Retype the listing that follows, word for word.
════════
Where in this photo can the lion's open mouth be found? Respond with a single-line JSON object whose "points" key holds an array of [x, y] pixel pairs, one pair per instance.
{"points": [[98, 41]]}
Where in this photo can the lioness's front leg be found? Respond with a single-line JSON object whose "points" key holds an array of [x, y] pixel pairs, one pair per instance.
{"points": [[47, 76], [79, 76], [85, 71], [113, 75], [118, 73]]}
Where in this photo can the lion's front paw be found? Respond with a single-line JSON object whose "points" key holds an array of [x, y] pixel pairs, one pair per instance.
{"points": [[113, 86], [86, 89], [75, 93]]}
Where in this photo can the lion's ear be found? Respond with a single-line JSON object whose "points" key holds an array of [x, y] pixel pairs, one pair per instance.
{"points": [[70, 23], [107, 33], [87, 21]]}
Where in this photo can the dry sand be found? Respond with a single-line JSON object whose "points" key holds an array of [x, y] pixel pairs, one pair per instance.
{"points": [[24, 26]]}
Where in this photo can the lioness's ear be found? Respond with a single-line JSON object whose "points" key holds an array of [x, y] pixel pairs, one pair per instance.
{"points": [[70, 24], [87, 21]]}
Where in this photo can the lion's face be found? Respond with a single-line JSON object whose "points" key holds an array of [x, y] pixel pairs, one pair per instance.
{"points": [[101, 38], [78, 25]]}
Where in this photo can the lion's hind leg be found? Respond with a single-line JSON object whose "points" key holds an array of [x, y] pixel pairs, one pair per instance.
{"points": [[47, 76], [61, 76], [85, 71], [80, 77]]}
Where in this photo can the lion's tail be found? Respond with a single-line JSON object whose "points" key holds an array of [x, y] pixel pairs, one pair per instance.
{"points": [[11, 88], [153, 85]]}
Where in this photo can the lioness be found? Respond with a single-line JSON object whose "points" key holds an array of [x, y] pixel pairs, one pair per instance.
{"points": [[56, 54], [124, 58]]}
════════
§ **REPLY**
Where in this photo can the lion's open mouth be found? Respond with a single-line JSON object whose "points" key holds an array of [x, y] pixel pairs, one pair per instance.
{"points": [[98, 41]]}
Where in this photo can the lioness's front leg be found? Respond with a single-line JSON object whose "points" key holds an array of [x, y] pixel pairs, one pair per instance.
{"points": [[47, 76], [79, 76], [85, 71], [113, 75], [118, 73]]}
Where in this photo can the lion's front paw be found? Respond with a single-line JSON object whose "points" key holds an array of [x, y] pixel pairs, one pair per instance.
{"points": [[113, 86], [86, 89], [75, 93]]}
Where in this photo can the lion's ear be found? Respond with a single-line JSON object whose "points" key holds an array of [x, y] pixel pairs, one pair per instance.
{"points": [[70, 23], [107, 33], [87, 21]]}
Where in this photo can the dry sand be found? Respond with a single-line JSON object whose "points" key holds an array of [x, y] pixel pairs, one pair per instance.
{"points": [[24, 26]]}
Where in this photo can the lioness's ear be found? Respond with a single-line JSON object whose "points" key holds an array of [x, y] pixel pairs, one pair per instance.
{"points": [[70, 24], [87, 21]]}
Where in this photo can the lion's face be found? Respond with a single-line JSON object whose "points" key holds an array of [x, y] pixel pairs, one pair per instance.
{"points": [[101, 38], [78, 25]]}
Where in this photo can the lion's hind leg be found? Respond with a single-line JSON object whose "points" key holds an array of [x, y] pixel pairs, one pair per instance.
{"points": [[47, 76], [61, 76], [85, 71], [80, 77]]}
Where in this photo can the lion's tail be found? Respond with a single-line JSON object whose "points" key holds an array of [x, y] pixel pairs, one pair per instance.
{"points": [[11, 88], [153, 85]]}
Where in this photo can the lioness be found? Respond with a single-line JSON object whose "points" key holds an array of [x, y] pixel pairs, one pair per instance.
{"points": [[56, 54], [124, 58]]}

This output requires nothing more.